TASK:
Locate and copy every line of the records below that contains the string "vintage". Treat case as significant.
-- Start of DATA RECORDS --
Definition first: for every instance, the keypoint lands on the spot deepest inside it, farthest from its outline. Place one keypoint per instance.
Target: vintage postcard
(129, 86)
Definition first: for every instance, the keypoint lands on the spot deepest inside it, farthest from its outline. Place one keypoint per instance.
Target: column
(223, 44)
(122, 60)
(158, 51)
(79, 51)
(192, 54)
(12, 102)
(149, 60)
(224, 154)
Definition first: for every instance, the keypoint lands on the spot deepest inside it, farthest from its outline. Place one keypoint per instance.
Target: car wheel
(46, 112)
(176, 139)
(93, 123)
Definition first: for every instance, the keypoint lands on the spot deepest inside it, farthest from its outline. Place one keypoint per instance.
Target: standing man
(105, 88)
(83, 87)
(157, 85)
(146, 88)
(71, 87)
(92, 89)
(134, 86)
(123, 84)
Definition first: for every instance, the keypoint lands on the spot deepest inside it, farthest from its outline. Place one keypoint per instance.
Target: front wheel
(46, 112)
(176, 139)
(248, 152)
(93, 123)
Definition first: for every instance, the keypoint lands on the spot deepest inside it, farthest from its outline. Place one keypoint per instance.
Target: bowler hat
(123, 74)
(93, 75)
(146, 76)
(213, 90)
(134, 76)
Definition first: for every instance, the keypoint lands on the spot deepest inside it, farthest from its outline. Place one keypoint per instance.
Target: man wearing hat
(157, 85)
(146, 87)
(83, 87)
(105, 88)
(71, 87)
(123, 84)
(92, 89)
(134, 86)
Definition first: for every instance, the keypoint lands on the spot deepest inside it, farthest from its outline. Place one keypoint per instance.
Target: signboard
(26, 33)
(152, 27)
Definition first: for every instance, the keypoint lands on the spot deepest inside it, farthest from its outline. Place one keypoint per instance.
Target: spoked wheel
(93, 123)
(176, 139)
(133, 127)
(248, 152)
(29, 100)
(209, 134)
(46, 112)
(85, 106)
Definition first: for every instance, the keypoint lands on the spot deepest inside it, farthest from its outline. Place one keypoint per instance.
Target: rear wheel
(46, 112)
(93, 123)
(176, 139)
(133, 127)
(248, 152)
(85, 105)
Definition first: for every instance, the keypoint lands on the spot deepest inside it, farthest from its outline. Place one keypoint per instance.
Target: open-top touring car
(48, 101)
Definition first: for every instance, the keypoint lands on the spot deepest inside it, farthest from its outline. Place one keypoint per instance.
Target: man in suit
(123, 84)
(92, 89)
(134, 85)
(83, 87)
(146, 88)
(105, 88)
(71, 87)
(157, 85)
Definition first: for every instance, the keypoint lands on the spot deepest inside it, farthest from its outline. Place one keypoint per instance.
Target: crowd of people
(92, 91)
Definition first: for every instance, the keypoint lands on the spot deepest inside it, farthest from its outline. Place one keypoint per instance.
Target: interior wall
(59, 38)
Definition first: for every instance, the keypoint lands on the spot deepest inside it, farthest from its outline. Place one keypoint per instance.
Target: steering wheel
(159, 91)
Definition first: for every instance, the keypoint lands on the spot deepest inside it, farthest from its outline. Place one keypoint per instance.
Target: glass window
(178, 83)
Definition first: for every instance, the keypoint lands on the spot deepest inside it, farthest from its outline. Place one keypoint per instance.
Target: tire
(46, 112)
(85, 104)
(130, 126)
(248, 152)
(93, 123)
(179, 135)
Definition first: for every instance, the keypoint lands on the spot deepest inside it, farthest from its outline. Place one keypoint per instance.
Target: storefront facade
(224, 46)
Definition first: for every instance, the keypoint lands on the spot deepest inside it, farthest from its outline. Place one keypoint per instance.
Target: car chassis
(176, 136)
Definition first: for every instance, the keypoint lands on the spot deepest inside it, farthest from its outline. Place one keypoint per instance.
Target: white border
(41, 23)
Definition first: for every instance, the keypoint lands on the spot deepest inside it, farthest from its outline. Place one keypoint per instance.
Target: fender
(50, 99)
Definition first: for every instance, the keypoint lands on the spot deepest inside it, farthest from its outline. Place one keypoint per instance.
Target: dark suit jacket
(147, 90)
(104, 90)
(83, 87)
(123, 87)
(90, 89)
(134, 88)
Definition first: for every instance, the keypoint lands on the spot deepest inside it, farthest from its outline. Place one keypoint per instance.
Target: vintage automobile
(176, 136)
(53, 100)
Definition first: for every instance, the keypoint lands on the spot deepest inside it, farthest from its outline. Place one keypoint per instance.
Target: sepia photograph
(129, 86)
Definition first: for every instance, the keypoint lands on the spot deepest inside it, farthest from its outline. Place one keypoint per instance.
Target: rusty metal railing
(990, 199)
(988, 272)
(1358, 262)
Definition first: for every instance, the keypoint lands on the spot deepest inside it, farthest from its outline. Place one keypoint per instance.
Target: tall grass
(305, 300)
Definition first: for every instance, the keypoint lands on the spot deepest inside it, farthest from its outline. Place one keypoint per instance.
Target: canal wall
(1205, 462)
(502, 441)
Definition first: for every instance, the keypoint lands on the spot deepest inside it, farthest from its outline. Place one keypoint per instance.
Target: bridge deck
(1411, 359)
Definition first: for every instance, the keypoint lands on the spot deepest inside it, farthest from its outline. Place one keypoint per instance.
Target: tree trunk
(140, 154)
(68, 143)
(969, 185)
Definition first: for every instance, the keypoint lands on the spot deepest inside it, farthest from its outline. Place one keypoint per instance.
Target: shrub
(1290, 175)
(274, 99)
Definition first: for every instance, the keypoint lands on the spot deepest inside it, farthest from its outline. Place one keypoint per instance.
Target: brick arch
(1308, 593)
-- End of DATA RECORDS --
EXERCISE ANSWER:
Target: vintage postcard
Target: vintage automobile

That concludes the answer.